- **EXERCISE DIRECTIONS**
From the entries, copy each line that includes "below".

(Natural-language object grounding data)
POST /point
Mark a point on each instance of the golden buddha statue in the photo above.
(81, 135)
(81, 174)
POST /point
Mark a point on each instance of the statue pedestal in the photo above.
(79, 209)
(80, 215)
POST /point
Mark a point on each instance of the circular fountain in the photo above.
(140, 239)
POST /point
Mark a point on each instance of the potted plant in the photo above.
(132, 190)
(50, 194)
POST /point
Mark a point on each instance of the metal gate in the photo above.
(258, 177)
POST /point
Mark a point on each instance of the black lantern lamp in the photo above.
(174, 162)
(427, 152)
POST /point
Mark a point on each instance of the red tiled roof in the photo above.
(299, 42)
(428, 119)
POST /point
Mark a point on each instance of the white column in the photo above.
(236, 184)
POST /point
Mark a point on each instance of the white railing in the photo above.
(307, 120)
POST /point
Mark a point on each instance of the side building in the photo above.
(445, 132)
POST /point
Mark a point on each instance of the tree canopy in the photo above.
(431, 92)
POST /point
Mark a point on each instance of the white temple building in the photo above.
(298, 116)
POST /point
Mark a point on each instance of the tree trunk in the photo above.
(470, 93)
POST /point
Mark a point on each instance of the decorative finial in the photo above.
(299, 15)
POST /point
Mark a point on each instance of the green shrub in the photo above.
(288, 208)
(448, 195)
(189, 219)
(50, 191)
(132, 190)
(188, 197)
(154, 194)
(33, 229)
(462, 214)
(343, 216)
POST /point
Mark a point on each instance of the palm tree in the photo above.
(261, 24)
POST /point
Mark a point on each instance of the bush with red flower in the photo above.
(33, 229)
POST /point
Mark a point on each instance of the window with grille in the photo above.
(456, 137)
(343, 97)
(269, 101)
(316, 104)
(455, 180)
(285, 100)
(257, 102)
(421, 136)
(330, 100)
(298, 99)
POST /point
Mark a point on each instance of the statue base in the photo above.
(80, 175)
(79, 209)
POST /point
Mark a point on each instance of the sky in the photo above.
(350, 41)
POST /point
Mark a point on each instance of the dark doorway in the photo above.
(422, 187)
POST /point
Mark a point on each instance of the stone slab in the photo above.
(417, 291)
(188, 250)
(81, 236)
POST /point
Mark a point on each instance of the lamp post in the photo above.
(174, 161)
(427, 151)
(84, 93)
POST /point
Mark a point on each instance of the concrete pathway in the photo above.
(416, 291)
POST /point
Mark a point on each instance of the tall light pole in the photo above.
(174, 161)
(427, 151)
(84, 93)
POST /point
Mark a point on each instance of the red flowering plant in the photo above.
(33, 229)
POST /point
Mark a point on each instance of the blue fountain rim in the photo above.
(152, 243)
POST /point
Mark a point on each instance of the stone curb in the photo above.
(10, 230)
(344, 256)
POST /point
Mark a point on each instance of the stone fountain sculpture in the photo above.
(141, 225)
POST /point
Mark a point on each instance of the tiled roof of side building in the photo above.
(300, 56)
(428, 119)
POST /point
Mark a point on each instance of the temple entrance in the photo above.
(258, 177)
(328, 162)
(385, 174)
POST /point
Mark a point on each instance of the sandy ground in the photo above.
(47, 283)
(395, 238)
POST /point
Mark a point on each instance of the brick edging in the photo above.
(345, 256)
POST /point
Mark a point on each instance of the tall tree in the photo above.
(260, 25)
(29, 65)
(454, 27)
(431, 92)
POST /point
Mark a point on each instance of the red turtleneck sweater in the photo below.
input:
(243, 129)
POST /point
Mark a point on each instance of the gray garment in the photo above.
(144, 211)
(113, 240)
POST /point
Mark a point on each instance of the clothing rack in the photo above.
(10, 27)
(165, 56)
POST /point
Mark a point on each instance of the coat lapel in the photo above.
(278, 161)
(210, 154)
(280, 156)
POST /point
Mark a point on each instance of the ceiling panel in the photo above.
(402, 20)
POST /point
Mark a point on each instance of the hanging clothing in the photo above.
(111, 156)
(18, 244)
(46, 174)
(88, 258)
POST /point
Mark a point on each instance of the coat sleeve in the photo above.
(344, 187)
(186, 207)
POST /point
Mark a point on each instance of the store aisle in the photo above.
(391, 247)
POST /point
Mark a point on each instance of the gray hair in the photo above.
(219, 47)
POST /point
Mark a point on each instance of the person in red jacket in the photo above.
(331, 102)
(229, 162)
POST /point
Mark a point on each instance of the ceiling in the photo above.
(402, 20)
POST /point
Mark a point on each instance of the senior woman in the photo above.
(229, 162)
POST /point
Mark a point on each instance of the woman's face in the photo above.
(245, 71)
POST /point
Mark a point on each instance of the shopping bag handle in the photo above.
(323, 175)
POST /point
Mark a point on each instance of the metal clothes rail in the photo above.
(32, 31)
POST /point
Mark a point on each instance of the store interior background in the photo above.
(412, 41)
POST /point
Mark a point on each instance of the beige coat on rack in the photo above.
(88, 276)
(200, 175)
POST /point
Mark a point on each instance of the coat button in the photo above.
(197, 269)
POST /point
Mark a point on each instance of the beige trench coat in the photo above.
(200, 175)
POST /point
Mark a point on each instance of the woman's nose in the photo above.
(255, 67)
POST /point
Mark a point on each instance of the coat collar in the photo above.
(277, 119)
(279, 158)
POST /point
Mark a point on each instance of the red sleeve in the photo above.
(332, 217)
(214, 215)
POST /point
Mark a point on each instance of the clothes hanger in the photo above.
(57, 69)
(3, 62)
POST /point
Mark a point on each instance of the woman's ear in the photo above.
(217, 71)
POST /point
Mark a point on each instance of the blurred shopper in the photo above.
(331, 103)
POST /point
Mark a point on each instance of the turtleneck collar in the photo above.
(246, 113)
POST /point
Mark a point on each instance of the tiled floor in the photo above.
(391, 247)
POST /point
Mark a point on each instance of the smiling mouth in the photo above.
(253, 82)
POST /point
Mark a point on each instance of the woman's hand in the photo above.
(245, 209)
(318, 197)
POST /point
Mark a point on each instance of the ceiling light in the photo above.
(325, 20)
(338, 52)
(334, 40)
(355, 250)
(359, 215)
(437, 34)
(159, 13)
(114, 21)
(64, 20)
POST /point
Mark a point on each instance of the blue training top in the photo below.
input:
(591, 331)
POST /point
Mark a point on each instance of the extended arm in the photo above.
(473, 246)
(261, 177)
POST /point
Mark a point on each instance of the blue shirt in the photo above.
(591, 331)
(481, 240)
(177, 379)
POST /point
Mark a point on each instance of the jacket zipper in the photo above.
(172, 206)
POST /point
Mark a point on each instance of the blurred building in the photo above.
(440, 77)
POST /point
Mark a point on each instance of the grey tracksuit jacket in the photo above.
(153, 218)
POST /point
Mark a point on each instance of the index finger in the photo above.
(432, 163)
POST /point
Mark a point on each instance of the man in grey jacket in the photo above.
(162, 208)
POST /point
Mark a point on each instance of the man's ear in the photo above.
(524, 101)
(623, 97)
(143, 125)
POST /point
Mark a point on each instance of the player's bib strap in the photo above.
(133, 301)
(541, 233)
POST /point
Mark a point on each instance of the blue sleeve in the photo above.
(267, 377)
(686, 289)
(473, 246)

- **SOLUTION TO THE EXERCISE**
Mark a point on each instance of the red turtleneck sweater in the photo below.
Mark a point on each instance of the blue training top in the photo below.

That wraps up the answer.